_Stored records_

__________

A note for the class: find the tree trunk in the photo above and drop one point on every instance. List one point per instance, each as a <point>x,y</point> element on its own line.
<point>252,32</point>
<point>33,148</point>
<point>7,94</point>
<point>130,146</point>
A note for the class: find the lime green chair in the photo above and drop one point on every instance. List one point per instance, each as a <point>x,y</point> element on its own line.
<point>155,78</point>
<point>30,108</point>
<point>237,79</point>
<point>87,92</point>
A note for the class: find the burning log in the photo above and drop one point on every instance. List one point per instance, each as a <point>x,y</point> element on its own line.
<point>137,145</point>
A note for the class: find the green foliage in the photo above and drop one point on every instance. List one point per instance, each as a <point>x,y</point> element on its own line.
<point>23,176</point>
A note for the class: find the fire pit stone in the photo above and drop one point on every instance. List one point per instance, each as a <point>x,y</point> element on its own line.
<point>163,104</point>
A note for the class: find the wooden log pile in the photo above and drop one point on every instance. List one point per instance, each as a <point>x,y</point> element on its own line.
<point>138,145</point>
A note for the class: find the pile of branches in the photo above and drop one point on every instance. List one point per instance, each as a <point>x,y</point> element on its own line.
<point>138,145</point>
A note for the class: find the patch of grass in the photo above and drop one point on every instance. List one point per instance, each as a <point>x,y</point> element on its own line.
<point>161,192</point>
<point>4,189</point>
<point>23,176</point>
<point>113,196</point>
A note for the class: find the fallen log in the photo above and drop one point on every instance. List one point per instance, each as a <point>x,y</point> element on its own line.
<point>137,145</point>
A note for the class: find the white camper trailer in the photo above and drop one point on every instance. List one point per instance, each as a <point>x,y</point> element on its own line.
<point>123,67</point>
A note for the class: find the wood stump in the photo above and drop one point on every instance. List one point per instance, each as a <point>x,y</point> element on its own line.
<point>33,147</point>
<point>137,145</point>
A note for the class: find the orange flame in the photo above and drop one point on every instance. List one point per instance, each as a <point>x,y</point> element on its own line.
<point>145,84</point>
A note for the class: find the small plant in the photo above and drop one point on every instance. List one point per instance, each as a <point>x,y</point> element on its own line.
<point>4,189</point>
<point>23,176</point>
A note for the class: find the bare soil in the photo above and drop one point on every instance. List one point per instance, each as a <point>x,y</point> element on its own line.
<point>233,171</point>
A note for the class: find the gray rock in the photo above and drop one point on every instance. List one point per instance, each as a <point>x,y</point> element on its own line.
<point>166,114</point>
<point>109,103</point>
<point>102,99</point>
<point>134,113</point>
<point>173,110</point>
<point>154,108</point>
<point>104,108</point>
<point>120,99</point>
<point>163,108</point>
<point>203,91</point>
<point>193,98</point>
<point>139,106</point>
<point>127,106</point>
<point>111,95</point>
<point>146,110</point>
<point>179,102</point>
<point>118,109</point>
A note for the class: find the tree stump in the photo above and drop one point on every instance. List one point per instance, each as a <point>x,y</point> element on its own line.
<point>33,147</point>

__________

_WHAT THIS TASK INVOLVES_
Each of the records above is to be copied exactly.

_ANSWER SECTION_
A note for the class: find the tree trunk in the photo above and drop one point on every instance. List one point per instance, each as a <point>x,y</point> element on its own line.
<point>252,32</point>
<point>33,148</point>
<point>7,94</point>
<point>130,146</point>
A note for the class: find the lime green chair in the photo above and drop one point on every instance. List one point per instance, each as a <point>x,y</point> element on its own line.
<point>155,78</point>
<point>30,108</point>
<point>237,79</point>
<point>87,92</point>
A note for the class: find the burning log in the photo above and drop one point on every instance. List one point per instance, each as a <point>x,y</point> element on its own line.
<point>137,145</point>
A note for the class: find the green foliage in the photo above and drop one point on every instance. List one point per instance, each as a <point>x,y</point> element on its own line.
<point>23,176</point>
A note for the class: find the fire pit stone in the photo above and drop one point on every instance. List one point per instance, each as a <point>x,y</point> element on its own line.
<point>163,104</point>
A note for the class: find the wooden log pile in the photo above and drop one point on every instance. List one point per instance, each as a <point>x,y</point> element on its own line.
<point>138,145</point>
A note for the class: find the pile of branches in the photo above and drop one point on every instance. List one point per instance, each as a <point>x,y</point> element on its own line.
<point>138,145</point>
A note for the class: find the patch of grass in the photo above and drop one point on every instance. List one point per instance, each as a <point>x,y</point> element on its own line.
<point>161,192</point>
<point>4,189</point>
<point>23,176</point>
<point>113,196</point>
A note for the class: find the fallen log in the photo above and drop one point on every instance. List one point per instance, each as a <point>x,y</point> element on its own line.
<point>137,145</point>
A note for the class: find the white camper trailer in the photo above and drop one point on every instance. List one point per instance, each as a <point>x,y</point> element on its own line.
<point>123,67</point>
A note for the class: find the wood stump in the photo above and drop one point on every instance. List one point per instance, each as a <point>x,y</point> element on its own line.
<point>33,147</point>
<point>137,145</point>
A note for the class: find the orange flame in the photo above and drop one point on every instance. List one point per instance, each as a <point>x,y</point> element on its own line.
<point>145,84</point>
A note for the class: find the small plant in the photo above and drop one point on every instance. List one point per instance, each as a <point>x,y</point> element on its own line.
<point>4,189</point>
<point>23,176</point>
A note for the class: find the bare soil in the photo above and drop one point on every instance. List one point per instance, each as a <point>x,y</point> element on its own line.
<point>233,171</point>
A note for the class: find the gray rock in the photo above and drop one point on every instance. List one point per instance, each as a <point>x,y</point> element on its own line.
<point>166,114</point>
<point>109,103</point>
<point>102,99</point>
<point>134,113</point>
<point>173,110</point>
<point>154,108</point>
<point>104,108</point>
<point>120,99</point>
<point>163,108</point>
<point>203,91</point>
<point>193,98</point>
<point>139,106</point>
<point>127,106</point>
<point>111,95</point>
<point>146,110</point>
<point>179,102</point>
<point>118,109</point>
A note for the class: find the tree stump in the photo above and drop one point on every instance. List one point per instance, each as a <point>x,y</point> element on its own line.
<point>33,147</point>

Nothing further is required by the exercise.